*DESCRIPTION OF THE TASK*:
Rename "object_query" to "target" everywhere in the material below and reproduce it with all other text unchanged.

*Dataset rows*:
(begin)
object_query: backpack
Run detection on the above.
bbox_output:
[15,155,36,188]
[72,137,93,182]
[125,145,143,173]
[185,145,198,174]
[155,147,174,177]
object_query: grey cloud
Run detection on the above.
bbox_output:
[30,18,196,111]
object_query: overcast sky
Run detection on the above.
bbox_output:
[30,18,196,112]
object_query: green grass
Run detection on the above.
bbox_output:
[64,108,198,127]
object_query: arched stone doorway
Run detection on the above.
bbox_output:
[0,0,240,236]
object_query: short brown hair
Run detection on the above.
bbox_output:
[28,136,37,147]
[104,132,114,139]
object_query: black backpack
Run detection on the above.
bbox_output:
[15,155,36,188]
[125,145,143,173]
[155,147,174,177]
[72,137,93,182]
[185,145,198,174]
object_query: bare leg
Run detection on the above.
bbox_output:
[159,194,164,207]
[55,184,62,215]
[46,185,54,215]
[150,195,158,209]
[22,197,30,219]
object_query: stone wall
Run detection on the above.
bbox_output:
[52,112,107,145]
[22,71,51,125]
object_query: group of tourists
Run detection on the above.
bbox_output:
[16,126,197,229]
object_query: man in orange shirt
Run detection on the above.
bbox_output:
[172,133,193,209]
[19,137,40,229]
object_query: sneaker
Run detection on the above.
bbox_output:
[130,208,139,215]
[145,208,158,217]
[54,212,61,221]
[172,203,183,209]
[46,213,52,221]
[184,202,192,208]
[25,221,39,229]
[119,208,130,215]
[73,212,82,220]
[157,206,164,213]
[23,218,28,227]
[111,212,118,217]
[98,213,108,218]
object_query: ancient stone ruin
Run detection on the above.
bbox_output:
(end)
*THE RESPONSE*:
target: backpack
Run detection on the above.
bbox_output:
[15,155,36,188]
[72,137,93,182]
[125,145,143,173]
[185,145,198,174]
[155,147,174,177]
target: grey cloud
Run detection on the above.
bbox_output:
[30,18,196,111]
target: overcast sky
Run detection on the above.
bbox_output:
[30,18,196,112]
target: green grass
Run detection on the above.
bbox_output:
[64,108,198,127]
target: arched stone doorway
Run detection on the above.
bbox_output:
[0,0,240,236]
target: short brown hair
Run detection on the above.
bbox_output:
[28,136,37,147]
[104,132,114,139]
target: black backpack
Run detection on the above.
bbox_output:
[15,155,36,188]
[125,145,143,173]
[155,147,174,177]
[72,137,93,182]
[185,145,198,174]
target: bare leg
Run detection on the above.
bbox_output:
[159,194,164,207]
[55,184,62,215]
[46,185,54,215]
[150,195,158,209]
[22,197,30,219]
target: stone wall
Run detection on the above.
bbox_output:
[52,112,107,145]
[22,71,51,125]
target: group of tourists
Run detection on the above.
bbox_output:
[16,126,197,229]
target: man in orange shirt
Run detection on the above.
bbox_output:
[172,133,193,209]
[19,137,40,229]
target: sneaker
Run detection on the above.
bbox_output:
[130,208,139,215]
[145,208,158,217]
[54,212,61,221]
[172,203,183,209]
[46,213,52,221]
[184,202,192,208]
[25,221,39,229]
[119,208,130,215]
[73,212,82,220]
[157,206,164,213]
[23,218,28,227]
[111,212,118,217]
[98,213,108,218]
target: ancient stone ruin
Run detection on the above.
bbox_output:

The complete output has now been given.